## [Exercise details]
Once the pictures have been excluded, set down each remaining entry word for word.

## [Task inputs]

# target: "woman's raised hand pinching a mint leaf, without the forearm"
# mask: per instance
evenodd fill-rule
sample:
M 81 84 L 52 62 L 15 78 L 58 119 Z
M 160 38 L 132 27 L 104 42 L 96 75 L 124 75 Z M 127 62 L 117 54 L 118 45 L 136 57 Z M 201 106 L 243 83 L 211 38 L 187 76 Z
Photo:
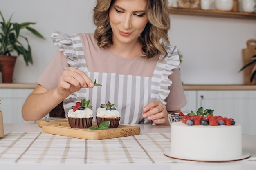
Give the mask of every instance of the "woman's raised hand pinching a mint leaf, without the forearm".
M 83 71 L 70 67 L 63 71 L 58 82 L 57 92 L 61 97 L 66 98 L 81 88 L 93 88 L 93 86 L 94 83 Z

## [Problem solution]
# target: "woman's raised hand pinching a mint leaf, without the forearm"
# mask: per instance
evenodd fill-rule
sample:
M 81 84 L 52 62 L 15 78 L 58 119 Z
M 160 38 L 132 27 L 104 42 L 96 75 L 124 75 Z M 127 62 L 117 54 L 118 45 L 136 57 Z M 201 106 L 243 83 L 211 38 L 187 76 Z
Photo:
Give the mask of every instance of the "woman's raised hand pinching a mint leaf, without the forearm".
M 83 71 L 70 67 L 63 71 L 58 82 L 57 92 L 61 97 L 66 98 L 81 88 L 93 88 L 93 86 L 94 83 Z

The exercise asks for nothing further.